Exercise details: Check every line of the data and copy the ones where "dataset" appears.
Data START
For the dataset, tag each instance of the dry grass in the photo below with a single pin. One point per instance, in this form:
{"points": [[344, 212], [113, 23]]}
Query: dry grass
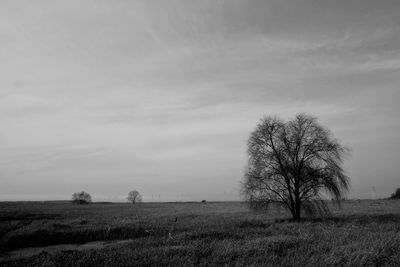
{"points": [[362, 233]]}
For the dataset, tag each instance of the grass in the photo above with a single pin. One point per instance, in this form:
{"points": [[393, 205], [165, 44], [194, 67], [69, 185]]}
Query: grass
{"points": [[361, 233]]}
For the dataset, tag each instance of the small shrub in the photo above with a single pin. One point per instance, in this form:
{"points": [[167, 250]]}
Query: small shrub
{"points": [[81, 198], [396, 195]]}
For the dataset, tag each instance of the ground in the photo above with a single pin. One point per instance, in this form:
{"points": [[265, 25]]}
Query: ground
{"points": [[360, 233]]}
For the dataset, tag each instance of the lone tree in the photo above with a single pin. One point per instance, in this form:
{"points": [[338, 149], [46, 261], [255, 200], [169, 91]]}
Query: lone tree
{"points": [[293, 164], [134, 197], [396, 195], [81, 198]]}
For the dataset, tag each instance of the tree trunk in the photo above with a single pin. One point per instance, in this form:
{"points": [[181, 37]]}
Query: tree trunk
{"points": [[297, 211]]}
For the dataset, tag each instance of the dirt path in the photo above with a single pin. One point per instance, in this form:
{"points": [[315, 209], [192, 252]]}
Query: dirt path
{"points": [[28, 252]]}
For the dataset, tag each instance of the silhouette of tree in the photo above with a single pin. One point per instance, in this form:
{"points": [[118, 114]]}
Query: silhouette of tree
{"points": [[293, 164], [396, 195], [134, 197], [81, 198]]}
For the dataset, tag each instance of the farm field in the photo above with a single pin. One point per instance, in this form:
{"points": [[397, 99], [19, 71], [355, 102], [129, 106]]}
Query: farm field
Data END
Exercise output:
For the dataset, tag each instance of the dry grass in the photo below with a single pin. One point per instance, in this form:
For the dataset, tag each instance of the grass in the photo above with a single pin. One point per instance, in this form:
For the dataset, tag each instance of the small shrub in the photo above with a single pin. One point per instance, in this form:
For the dataset, tag each instance of the ground in the photo above with a single pin. One point per instance, in this form:
For the dataset, tag each instance of the lone tree in the photo above with a single pin. One point per instance, in this form:
For the dataset, tag each instance of the tree trunk in the photo above with a single pin. One point per instance, in this form:
For the dataset, tag each instance of the dirt path in the photo above with a single pin. One point per instance, in this form:
For the dataset, tag each instance of the silhouette of tree in the photo above with a single pin. One point per instance, in this form:
For the dataset, tag each instance of the farm field in the photo above with a single pin. One point per instance, in this form:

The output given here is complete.